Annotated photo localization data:
________________________

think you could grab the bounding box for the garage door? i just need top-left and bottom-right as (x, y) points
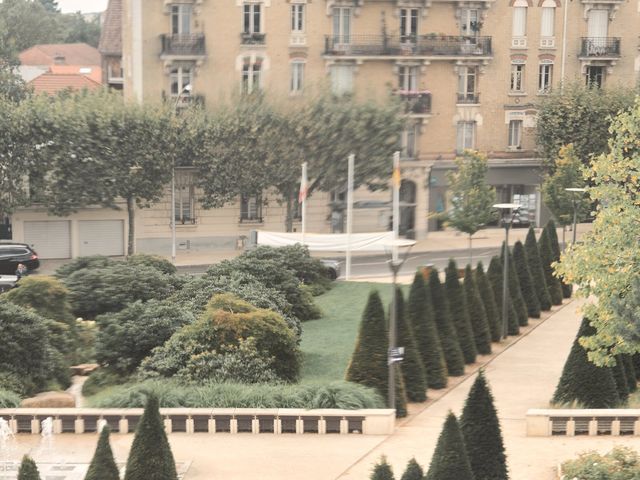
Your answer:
(24, 221), (71, 259)
(79, 220), (125, 257)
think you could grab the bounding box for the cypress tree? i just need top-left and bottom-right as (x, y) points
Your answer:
(634, 353), (640, 381)
(613, 355), (630, 404)
(395, 288), (428, 402)
(407, 273), (448, 389)
(552, 317), (620, 408)
(394, 363), (409, 418)
(460, 371), (508, 480)
(538, 228), (563, 306)
(400, 458), (424, 480)
(425, 412), (474, 480)
(525, 227), (552, 311)
(513, 241), (541, 318)
(487, 256), (519, 337)
(371, 456), (395, 480)
(428, 268), (465, 376)
(546, 219), (572, 298)
(623, 355), (637, 392)
(501, 243), (529, 327)
(17, 456), (41, 480)
(475, 262), (501, 342)
(463, 265), (492, 355)
(445, 260), (477, 364)
(124, 395), (178, 480)
(86, 426), (120, 480)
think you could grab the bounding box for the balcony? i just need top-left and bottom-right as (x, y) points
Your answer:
(324, 35), (492, 58)
(160, 34), (206, 58)
(457, 92), (480, 104)
(241, 32), (266, 45)
(580, 37), (621, 58)
(396, 90), (432, 115)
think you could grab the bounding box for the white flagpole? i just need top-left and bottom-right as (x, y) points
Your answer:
(301, 162), (308, 246)
(392, 151), (400, 262)
(346, 154), (355, 280)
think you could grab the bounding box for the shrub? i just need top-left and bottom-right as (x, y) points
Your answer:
(371, 456), (395, 480)
(0, 372), (26, 396)
(0, 389), (21, 408)
(545, 219), (572, 299)
(501, 244), (528, 327)
(487, 256), (519, 337)
(17, 456), (41, 480)
(126, 253), (177, 275)
(400, 458), (424, 480)
(425, 412), (474, 480)
(85, 426), (119, 480)
(55, 255), (116, 279)
(538, 228), (563, 305)
(445, 260), (477, 364)
(475, 262), (501, 342)
(525, 227), (552, 311)
(82, 369), (131, 397)
(463, 266), (492, 355)
(623, 355), (638, 393)
(394, 288), (427, 402)
(613, 355), (630, 404)
(512, 241), (541, 319)
(561, 447), (640, 479)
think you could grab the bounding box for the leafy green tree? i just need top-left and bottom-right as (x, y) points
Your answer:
(525, 227), (552, 311)
(612, 355), (630, 404)
(545, 219), (573, 299)
(427, 268), (465, 376)
(512, 241), (540, 319)
(124, 395), (178, 480)
(475, 262), (501, 342)
(394, 288), (427, 402)
(445, 151), (496, 263)
(0, 58), (30, 102)
(400, 458), (424, 480)
(38, 0), (59, 12)
(425, 412), (474, 480)
(85, 426), (120, 480)
(371, 456), (395, 480)
(538, 229), (563, 306)
(407, 272), (447, 389)
(463, 265), (492, 355)
(0, 0), (58, 59)
(487, 256), (519, 337)
(622, 355), (637, 393)
(17, 456), (41, 480)
(501, 243), (528, 327)
(445, 260), (477, 364)
(460, 371), (508, 480)
(59, 12), (101, 47)
(552, 317), (620, 408)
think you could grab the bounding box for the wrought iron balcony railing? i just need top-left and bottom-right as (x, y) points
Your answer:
(241, 32), (266, 45)
(324, 34), (492, 57)
(160, 34), (206, 57)
(580, 37), (621, 57)
(396, 90), (432, 115)
(457, 92), (480, 104)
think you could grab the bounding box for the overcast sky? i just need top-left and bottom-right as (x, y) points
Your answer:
(58, 0), (108, 13)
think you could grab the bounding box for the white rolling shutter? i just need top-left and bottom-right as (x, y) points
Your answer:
(79, 220), (125, 257)
(540, 7), (555, 37)
(24, 221), (71, 259)
(512, 6), (527, 37)
(587, 9), (608, 38)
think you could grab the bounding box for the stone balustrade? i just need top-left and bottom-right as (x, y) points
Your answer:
(526, 409), (640, 437)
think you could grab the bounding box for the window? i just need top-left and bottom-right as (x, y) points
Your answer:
(170, 66), (192, 97)
(240, 193), (262, 222)
(290, 60), (305, 93)
(457, 66), (477, 103)
(291, 4), (305, 33)
(585, 65), (604, 88)
(330, 64), (354, 95)
(508, 120), (523, 149)
(398, 66), (418, 91)
(400, 125), (418, 159)
(460, 9), (480, 35)
(243, 3), (262, 34)
(175, 185), (195, 224)
(171, 5), (192, 35)
(510, 63), (525, 92)
(332, 7), (351, 44)
(242, 57), (262, 93)
(400, 8), (418, 42)
(512, 6), (527, 38)
(456, 121), (476, 152)
(540, 6), (555, 38)
(538, 63), (553, 92)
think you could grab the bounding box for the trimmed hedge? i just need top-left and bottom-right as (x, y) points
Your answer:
(445, 260), (477, 364)
(395, 288), (428, 402)
(525, 227), (552, 311)
(475, 262), (501, 343)
(463, 266), (492, 355)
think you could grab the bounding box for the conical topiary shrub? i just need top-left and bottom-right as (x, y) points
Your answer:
(538, 228), (563, 306)
(371, 456), (395, 480)
(546, 219), (572, 298)
(623, 355), (637, 393)
(525, 227), (552, 311)
(552, 317), (620, 408)
(425, 412), (474, 480)
(400, 458), (424, 480)
(407, 273), (448, 389)
(487, 256), (519, 337)
(463, 265), (492, 355)
(501, 243), (528, 327)
(394, 363), (409, 418)
(475, 262), (501, 342)
(346, 290), (389, 399)
(460, 371), (508, 480)
(613, 355), (630, 404)
(86, 426), (120, 480)
(428, 268), (465, 376)
(18, 456), (41, 480)
(124, 395), (178, 480)
(445, 259), (477, 364)
(513, 240), (541, 319)
(634, 353), (640, 381)
(394, 288), (428, 402)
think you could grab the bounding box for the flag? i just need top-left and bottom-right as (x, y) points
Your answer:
(299, 162), (309, 203)
(392, 162), (401, 188)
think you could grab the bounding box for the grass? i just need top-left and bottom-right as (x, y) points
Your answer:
(300, 281), (408, 382)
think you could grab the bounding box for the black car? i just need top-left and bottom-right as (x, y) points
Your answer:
(0, 242), (40, 275)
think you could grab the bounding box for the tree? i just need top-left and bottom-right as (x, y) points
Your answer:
(58, 12), (101, 47)
(400, 458), (424, 480)
(612, 355), (630, 404)
(407, 272), (448, 389)
(538, 228), (563, 306)
(17, 456), (41, 480)
(501, 243), (529, 327)
(427, 268), (465, 376)
(512, 241), (541, 319)
(444, 260), (477, 364)
(545, 219), (573, 299)
(0, 0), (59, 59)
(460, 371), (508, 480)
(463, 265), (492, 355)
(487, 256), (519, 337)
(124, 395), (178, 480)
(0, 58), (30, 102)
(445, 150), (496, 264)
(525, 227), (552, 311)
(38, 0), (59, 13)
(371, 456), (395, 480)
(425, 412), (474, 480)
(552, 317), (620, 408)
(475, 261), (501, 342)
(85, 426), (120, 480)
(622, 355), (637, 393)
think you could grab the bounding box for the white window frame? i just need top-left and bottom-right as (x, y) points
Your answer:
(540, 4), (555, 37)
(400, 8), (419, 42)
(512, 3), (528, 47)
(332, 7), (351, 45)
(290, 60), (305, 94)
(243, 3), (262, 34)
(457, 66), (477, 102)
(585, 65), (604, 88)
(510, 62), (525, 92)
(291, 4), (305, 33)
(170, 65), (193, 98)
(171, 4), (192, 35)
(240, 193), (263, 222)
(175, 185), (195, 224)
(538, 62), (553, 92)
(242, 57), (262, 93)
(398, 65), (419, 91)
(460, 9), (480, 35)
(508, 119), (523, 149)
(456, 121), (476, 152)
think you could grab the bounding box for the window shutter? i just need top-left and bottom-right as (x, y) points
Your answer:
(512, 7), (527, 37)
(540, 7), (554, 37)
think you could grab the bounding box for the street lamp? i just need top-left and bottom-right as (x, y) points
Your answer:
(384, 238), (416, 411)
(565, 187), (586, 246)
(493, 203), (520, 340)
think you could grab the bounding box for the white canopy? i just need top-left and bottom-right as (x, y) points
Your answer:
(256, 230), (398, 252)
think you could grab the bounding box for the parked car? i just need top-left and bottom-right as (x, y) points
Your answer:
(0, 275), (18, 293)
(0, 242), (40, 275)
(320, 259), (341, 280)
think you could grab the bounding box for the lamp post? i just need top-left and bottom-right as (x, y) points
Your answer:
(384, 238), (416, 410)
(493, 203), (520, 339)
(565, 187), (586, 246)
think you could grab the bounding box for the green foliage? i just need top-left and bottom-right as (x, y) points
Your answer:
(85, 426), (119, 480)
(512, 241), (541, 319)
(57, 12), (101, 47)
(371, 456), (395, 480)
(538, 229), (563, 306)
(525, 227), (552, 311)
(475, 262), (501, 343)
(0, 389), (21, 407)
(0, 58), (30, 103)
(394, 364), (408, 417)
(82, 369), (130, 397)
(623, 355), (637, 393)
(501, 244), (528, 327)
(17, 456), (40, 480)
(460, 371), (508, 480)
(400, 458), (424, 480)
(552, 317), (620, 408)
(4, 275), (73, 323)
(124, 396), (178, 480)
(425, 412), (474, 480)
(487, 256), (519, 337)
(545, 220), (573, 299)
(613, 355), (630, 404)
(394, 288), (428, 402)
(55, 256), (116, 279)
(407, 273), (447, 389)
(445, 259), (477, 364)
(126, 254), (177, 275)
(463, 266), (492, 355)
(427, 268), (465, 376)
(561, 446), (640, 480)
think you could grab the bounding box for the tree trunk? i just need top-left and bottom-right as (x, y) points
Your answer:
(127, 196), (135, 256)
(285, 191), (294, 233)
(562, 225), (566, 251)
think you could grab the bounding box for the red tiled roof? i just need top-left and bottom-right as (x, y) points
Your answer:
(49, 65), (103, 84)
(98, 0), (122, 56)
(19, 43), (100, 67)
(29, 73), (102, 95)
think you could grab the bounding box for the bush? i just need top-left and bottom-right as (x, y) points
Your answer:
(463, 266), (492, 355)
(55, 255), (116, 279)
(501, 244), (528, 327)
(561, 446), (640, 479)
(0, 372), (26, 396)
(82, 369), (131, 397)
(400, 458), (424, 480)
(17, 456), (41, 480)
(126, 254), (177, 275)
(545, 219), (573, 299)
(538, 228), (563, 305)
(445, 260), (477, 364)
(371, 456), (395, 480)
(0, 389), (21, 408)
(525, 227), (552, 311)
(475, 262), (501, 343)
(425, 412), (474, 480)
(85, 426), (119, 480)
(487, 256), (519, 337)
(512, 241), (541, 319)
(395, 288), (428, 402)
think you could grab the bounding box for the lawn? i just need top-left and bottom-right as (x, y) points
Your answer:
(300, 281), (409, 382)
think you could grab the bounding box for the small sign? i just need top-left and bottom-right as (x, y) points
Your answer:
(388, 347), (405, 365)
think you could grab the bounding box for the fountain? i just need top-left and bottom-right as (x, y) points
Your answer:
(0, 417), (18, 475)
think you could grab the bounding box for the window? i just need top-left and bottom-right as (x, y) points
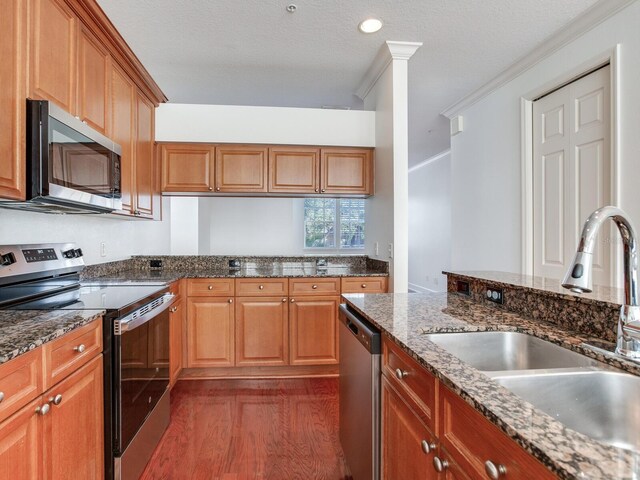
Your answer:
(304, 198), (365, 249)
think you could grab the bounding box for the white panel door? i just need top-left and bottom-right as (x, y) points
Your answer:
(533, 66), (611, 285)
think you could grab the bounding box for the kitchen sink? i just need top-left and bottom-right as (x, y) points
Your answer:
(493, 371), (640, 451)
(423, 331), (598, 372)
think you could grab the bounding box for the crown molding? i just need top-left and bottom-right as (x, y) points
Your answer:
(356, 41), (423, 100)
(441, 0), (635, 118)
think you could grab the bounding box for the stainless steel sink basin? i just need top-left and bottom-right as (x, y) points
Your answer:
(494, 371), (640, 451)
(424, 331), (598, 371)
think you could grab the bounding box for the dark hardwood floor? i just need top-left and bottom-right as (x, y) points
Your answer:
(140, 378), (351, 480)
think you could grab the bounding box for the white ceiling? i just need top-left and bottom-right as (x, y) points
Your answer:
(97, 0), (599, 166)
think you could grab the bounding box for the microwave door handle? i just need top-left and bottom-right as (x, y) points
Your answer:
(114, 294), (175, 334)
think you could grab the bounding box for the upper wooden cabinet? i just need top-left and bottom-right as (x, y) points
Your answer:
(269, 147), (320, 194)
(215, 145), (269, 193)
(321, 147), (373, 195)
(29, 0), (77, 114)
(78, 25), (109, 134)
(134, 93), (156, 218)
(160, 144), (216, 192)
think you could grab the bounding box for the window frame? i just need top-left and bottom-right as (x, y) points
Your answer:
(302, 198), (365, 253)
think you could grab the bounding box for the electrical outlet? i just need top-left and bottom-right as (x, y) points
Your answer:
(100, 242), (106, 257)
(388, 243), (393, 259)
(486, 288), (504, 305)
(374, 242), (379, 256)
(456, 280), (470, 296)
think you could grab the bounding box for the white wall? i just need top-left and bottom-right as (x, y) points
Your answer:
(169, 197), (199, 255)
(408, 151), (451, 292)
(156, 104), (376, 146)
(0, 198), (172, 265)
(450, 1), (640, 275)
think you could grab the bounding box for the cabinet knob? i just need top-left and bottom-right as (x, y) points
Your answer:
(73, 344), (86, 353)
(208, 187), (213, 191)
(421, 440), (436, 454)
(49, 394), (63, 406)
(36, 403), (50, 416)
(0, 392), (4, 403)
(208, 285), (214, 290)
(361, 283), (367, 288)
(321, 188), (326, 193)
(312, 284), (318, 289)
(485, 461), (507, 479)
(216, 187), (221, 192)
(170, 306), (177, 313)
(290, 298), (295, 303)
(228, 299), (234, 304)
(282, 298), (287, 302)
(395, 368), (408, 380)
(259, 285), (264, 290)
(433, 456), (449, 472)
(314, 188), (319, 193)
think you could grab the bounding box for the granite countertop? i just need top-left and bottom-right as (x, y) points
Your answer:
(343, 292), (640, 480)
(0, 309), (104, 365)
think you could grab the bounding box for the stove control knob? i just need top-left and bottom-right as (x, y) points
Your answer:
(0, 252), (16, 267)
(74, 248), (83, 258)
(62, 249), (75, 259)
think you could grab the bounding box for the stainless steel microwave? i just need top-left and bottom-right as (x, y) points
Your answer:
(0, 100), (123, 214)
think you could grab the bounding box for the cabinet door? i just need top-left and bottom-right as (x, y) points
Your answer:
(109, 62), (136, 214)
(29, 0), (77, 114)
(186, 298), (235, 367)
(161, 143), (216, 192)
(0, 0), (27, 200)
(0, 398), (43, 480)
(43, 355), (103, 480)
(169, 298), (183, 386)
(320, 148), (373, 195)
(78, 26), (109, 134)
(289, 296), (339, 365)
(215, 145), (268, 193)
(268, 147), (320, 193)
(382, 377), (437, 480)
(134, 93), (155, 217)
(236, 297), (288, 366)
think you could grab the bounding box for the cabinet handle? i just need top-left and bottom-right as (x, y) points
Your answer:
(73, 344), (86, 353)
(170, 306), (177, 313)
(36, 403), (50, 416)
(49, 394), (63, 406)
(0, 392), (4, 403)
(321, 188), (326, 193)
(433, 456), (449, 472)
(421, 440), (436, 454)
(282, 298), (287, 302)
(208, 187), (213, 191)
(259, 285), (264, 290)
(290, 298), (295, 303)
(216, 187), (221, 192)
(208, 285), (214, 290)
(314, 188), (319, 193)
(395, 368), (408, 380)
(228, 299), (234, 304)
(361, 284), (368, 288)
(485, 461), (507, 479)
(312, 285), (318, 289)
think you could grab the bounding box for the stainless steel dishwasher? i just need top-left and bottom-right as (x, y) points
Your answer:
(339, 304), (381, 480)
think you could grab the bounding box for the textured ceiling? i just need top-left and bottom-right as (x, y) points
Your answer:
(97, 0), (599, 165)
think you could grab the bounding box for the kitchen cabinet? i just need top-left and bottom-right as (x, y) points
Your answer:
(215, 145), (269, 193)
(320, 147), (373, 195)
(382, 377), (437, 480)
(169, 280), (185, 387)
(78, 25), (109, 134)
(134, 93), (156, 218)
(186, 297), (235, 367)
(268, 147), (320, 194)
(0, 398), (43, 479)
(0, 0), (27, 200)
(160, 144), (216, 192)
(341, 276), (388, 294)
(235, 297), (288, 366)
(236, 278), (288, 297)
(289, 296), (339, 365)
(43, 355), (104, 480)
(28, 0), (77, 114)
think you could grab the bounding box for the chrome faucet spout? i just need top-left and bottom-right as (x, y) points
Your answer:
(562, 206), (640, 360)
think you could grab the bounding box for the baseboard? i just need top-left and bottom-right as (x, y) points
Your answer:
(180, 364), (339, 380)
(408, 282), (441, 294)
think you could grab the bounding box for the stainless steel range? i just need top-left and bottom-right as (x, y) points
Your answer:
(0, 243), (174, 480)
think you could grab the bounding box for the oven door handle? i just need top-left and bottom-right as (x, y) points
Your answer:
(114, 293), (175, 335)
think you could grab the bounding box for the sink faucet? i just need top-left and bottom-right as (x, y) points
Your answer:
(562, 206), (640, 359)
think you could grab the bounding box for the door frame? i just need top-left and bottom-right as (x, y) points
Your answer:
(520, 44), (621, 286)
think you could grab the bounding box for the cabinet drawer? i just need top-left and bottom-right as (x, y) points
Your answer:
(289, 278), (340, 296)
(0, 348), (43, 423)
(187, 279), (235, 297)
(440, 386), (555, 480)
(341, 276), (388, 294)
(43, 319), (102, 389)
(236, 278), (288, 297)
(383, 337), (438, 432)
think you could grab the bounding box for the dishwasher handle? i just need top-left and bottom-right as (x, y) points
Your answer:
(339, 304), (381, 354)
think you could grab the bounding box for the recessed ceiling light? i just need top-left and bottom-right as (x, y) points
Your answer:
(358, 17), (383, 34)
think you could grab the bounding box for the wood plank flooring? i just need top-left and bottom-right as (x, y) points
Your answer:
(140, 378), (351, 480)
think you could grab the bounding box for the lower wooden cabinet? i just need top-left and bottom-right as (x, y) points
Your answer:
(381, 376), (437, 480)
(235, 297), (288, 366)
(289, 296), (339, 365)
(0, 398), (42, 479)
(169, 298), (184, 386)
(186, 297), (235, 367)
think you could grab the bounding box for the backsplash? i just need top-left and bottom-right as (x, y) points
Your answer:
(445, 271), (621, 343)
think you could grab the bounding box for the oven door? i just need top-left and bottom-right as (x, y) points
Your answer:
(113, 296), (173, 454)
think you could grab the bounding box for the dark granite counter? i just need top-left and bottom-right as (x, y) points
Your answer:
(0, 309), (104, 365)
(342, 292), (640, 480)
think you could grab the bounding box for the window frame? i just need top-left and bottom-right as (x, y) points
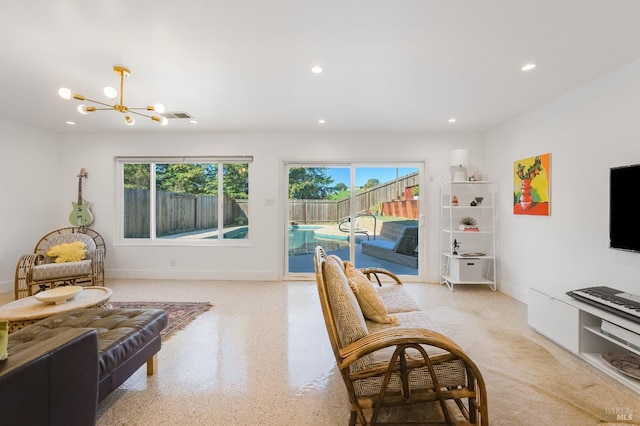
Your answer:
(115, 156), (252, 247)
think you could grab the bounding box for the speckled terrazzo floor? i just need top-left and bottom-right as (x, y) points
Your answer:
(95, 279), (349, 425)
(2, 279), (639, 425)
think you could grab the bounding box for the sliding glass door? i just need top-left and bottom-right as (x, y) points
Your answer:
(285, 162), (423, 278)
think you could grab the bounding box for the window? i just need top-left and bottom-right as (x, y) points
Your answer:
(116, 157), (251, 244)
(285, 162), (422, 278)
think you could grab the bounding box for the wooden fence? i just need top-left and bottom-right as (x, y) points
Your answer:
(124, 189), (248, 238)
(293, 171), (419, 224)
(125, 172), (419, 235)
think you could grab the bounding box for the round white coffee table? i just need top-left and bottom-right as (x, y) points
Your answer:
(0, 286), (113, 333)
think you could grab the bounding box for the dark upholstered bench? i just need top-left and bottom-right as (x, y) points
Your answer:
(5, 308), (168, 407)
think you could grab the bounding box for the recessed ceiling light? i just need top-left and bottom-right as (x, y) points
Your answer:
(311, 66), (323, 74)
(318, 119), (326, 124)
(448, 118), (457, 123)
(65, 121), (76, 125)
(521, 63), (537, 71)
(190, 120), (197, 124)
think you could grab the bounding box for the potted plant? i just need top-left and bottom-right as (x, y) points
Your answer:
(458, 216), (478, 231)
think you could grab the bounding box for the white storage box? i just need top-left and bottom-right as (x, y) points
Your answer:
(451, 257), (487, 282)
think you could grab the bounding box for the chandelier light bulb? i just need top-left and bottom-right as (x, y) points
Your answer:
(103, 86), (117, 99)
(58, 66), (169, 127)
(58, 88), (72, 99)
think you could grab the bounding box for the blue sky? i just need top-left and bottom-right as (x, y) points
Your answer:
(327, 167), (418, 187)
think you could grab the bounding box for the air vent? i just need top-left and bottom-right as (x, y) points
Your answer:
(161, 111), (194, 119)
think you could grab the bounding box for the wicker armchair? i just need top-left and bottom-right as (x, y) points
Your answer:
(15, 227), (105, 300)
(314, 246), (488, 425)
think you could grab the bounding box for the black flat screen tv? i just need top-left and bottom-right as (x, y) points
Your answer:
(610, 164), (640, 252)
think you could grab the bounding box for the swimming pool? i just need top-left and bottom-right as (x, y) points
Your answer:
(288, 225), (364, 255)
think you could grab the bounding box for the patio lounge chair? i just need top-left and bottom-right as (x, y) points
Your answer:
(361, 225), (418, 268)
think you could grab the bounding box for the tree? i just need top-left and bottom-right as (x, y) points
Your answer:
(156, 163), (216, 194)
(364, 178), (380, 189)
(223, 163), (249, 199)
(335, 182), (348, 192)
(288, 167), (335, 199)
(123, 164), (151, 189)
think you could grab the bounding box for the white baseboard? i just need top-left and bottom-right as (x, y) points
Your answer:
(105, 268), (279, 281)
(496, 279), (528, 304)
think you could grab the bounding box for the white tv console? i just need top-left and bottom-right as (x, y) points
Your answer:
(528, 287), (640, 394)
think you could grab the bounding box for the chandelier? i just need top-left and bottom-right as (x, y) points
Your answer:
(58, 65), (168, 126)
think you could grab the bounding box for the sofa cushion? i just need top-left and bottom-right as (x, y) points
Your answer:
(376, 285), (421, 314)
(32, 259), (92, 281)
(366, 311), (437, 335)
(344, 261), (398, 325)
(324, 255), (368, 347)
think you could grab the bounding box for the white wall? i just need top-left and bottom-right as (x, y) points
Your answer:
(0, 130), (485, 292)
(0, 119), (62, 292)
(486, 57), (640, 302)
(7, 57), (640, 301)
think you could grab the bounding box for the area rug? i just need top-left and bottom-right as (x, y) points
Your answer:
(110, 301), (213, 342)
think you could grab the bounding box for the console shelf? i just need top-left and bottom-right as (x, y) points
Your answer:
(528, 287), (640, 394)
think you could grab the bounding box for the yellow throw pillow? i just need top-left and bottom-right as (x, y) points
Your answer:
(344, 261), (399, 325)
(47, 241), (87, 263)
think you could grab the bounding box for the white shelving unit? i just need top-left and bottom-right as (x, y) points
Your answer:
(440, 178), (497, 291)
(528, 287), (640, 394)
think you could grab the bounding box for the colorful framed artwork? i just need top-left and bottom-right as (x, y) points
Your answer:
(513, 153), (550, 215)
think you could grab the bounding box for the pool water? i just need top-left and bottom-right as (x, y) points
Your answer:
(205, 226), (249, 239)
(289, 225), (357, 255)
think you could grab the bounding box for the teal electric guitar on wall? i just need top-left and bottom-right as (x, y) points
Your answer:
(69, 168), (94, 227)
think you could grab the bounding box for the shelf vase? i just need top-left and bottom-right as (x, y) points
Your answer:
(519, 178), (533, 210)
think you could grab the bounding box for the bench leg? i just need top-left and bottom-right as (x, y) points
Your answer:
(146, 353), (158, 376)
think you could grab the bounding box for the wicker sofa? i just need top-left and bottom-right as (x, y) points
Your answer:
(314, 246), (487, 425)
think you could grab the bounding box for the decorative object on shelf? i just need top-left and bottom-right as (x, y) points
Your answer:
(600, 352), (640, 380)
(514, 153), (551, 216)
(473, 171), (483, 181)
(461, 252), (485, 257)
(474, 197), (484, 205)
(458, 216), (479, 231)
(452, 239), (460, 255)
(470, 200), (477, 206)
(58, 65), (169, 126)
(450, 149), (469, 182)
(451, 195), (459, 206)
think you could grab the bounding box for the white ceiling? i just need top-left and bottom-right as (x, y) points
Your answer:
(2, 1), (640, 135)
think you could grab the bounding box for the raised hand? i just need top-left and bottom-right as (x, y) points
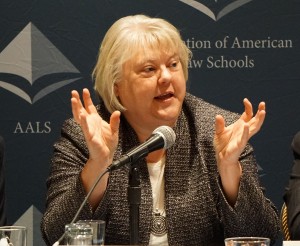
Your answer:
(71, 88), (120, 165)
(71, 88), (121, 209)
(214, 98), (266, 204)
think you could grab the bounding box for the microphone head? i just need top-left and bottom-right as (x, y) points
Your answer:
(153, 126), (176, 149)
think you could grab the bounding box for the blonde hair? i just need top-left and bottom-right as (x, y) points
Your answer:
(92, 14), (192, 113)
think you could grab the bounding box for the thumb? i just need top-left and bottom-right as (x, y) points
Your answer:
(110, 111), (121, 135)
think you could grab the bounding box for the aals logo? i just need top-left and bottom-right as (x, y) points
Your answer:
(0, 22), (82, 104)
(179, 0), (252, 21)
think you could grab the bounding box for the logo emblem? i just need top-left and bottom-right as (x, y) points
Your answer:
(0, 22), (82, 104)
(178, 0), (253, 21)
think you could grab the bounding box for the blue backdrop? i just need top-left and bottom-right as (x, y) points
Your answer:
(0, 0), (299, 245)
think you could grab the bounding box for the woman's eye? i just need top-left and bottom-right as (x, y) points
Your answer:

________________________

=== Exercise requirements ===
Using the records above, return word for word the lines that begin at the one containing "think you could grab the bounding box for the bench" and end at the one containing "think you could grab the bounding box for the blue backdrop?", both of them included and no pictures.

=== Written solution ===
think you could grab the bounding box for the bench leg? i just need top-left and bottom-right as (x, y) points
Your answer:
(146, 353), (158, 376)
think you could grab the bounding box for the wicker sofa? i just need top-left and bottom-right as (x, y) points
Your answer:
(314, 246), (487, 425)
think you could grab the bounding box for the decorative object on shelf? i just need top-left and bottom-right as (x, y) points
Your answer:
(600, 352), (640, 380)
(514, 153), (551, 216)
(473, 171), (483, 181)
(461, 252), (485, 257)
(474, 197), (484, 205)
(458, 216), (479, 231)
(452, 239), (460, 255)
(470, 200), (477, 206)
(58, 65), (169, 126)
(450, 149), (469, 182)
(451, 195), (459, 206)
think you could grab the bounding box for the white ceiling? i just need top-left and bottom-right as (x, y) points
Your answer:
(2, 1), (640, 135)
think you could grab the bounding box for the raised hand? i just need top-left and bottom-right as (x, y) points
Your answer:
(71, 88), (120, 165)
(71, 88), (121, 209)
(214, 98), (266, 204)
think you could grab the bounding box for the microphone head? i just need top-left and bottom-right as (x, y) points
Your answer:
(153, 126), (176, 149)
think you could grab the bounding box for the blonde hair? i just need top-left and bottom-right as (x, y) points
Your answer:
(92, 14), (192, 113)
think you could grab the bounding box for the thumb? i just need top-left and bottom-right as (x, y) points
Your answer:
(110, 111), (121, 135)
think you could grab the bounding box for the aals logo? i just need top-left and bottom-right as (x, y) points
Your answer:
(0, 22), (82, 104)
(179, 0), (252, 21)
think you could grab the bounding box for the logo emblem? i just need top-left and bottom-right as (x, y) points
Your answer:
(0, 22), (82, 104)
(178, 0), (253, 21)
think you could grab the bounding box for the blue backdrop? i just need top-left and bottom-right as (x, y) points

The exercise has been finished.